§ How to complete this task:
The data below calls for an exact copy.

══ Supplied records

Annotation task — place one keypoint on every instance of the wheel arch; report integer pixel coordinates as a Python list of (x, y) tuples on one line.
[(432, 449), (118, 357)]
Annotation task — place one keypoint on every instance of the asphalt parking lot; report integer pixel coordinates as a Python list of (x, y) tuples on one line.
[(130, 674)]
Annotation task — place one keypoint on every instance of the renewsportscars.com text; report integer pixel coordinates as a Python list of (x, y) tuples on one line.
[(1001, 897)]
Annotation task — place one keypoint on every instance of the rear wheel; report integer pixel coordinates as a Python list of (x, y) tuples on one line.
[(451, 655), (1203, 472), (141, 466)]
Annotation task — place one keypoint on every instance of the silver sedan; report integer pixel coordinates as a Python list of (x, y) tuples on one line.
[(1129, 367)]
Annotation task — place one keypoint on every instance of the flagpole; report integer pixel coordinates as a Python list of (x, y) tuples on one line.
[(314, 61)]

════

§ Answer below:
Annotation task — place one keypoint on every instance of the wheel arch; report integer pixel coordinates as a Python list of (x, y) tuples on one line.
[(432, 449), (118, 357)]
Annotation task — place one keypoint on every instance of the asphalt parking lot; report integer pixel coordinates as a Python list of (x, y) tuples on one line.
[(130, 674)]
Annotation task — place one keypoint on every instance of the renewsportscars.com text; report integer pixel coordinates as a Python list of (x, y) tuples on one line.
[(1001, 897)]
Annotation task — place one keypoint on every instance of the rear wheel; report integer pixel coordinates as a Python list of (x, y) tuples on one line.
[(451, 655), (1203, 472), (141, 466)]
Annotation task — place one keypoint on every instance of the silver sedan; report integer pixel coordinates as a Python list of (x, y) tuples on one line.
[(1129, 367)]
Annotation task — place one keypoint on every instance of the flagpole; report integer pixel coordinates as a Python list of (x, y) tuples on one line.
[(314, 61)]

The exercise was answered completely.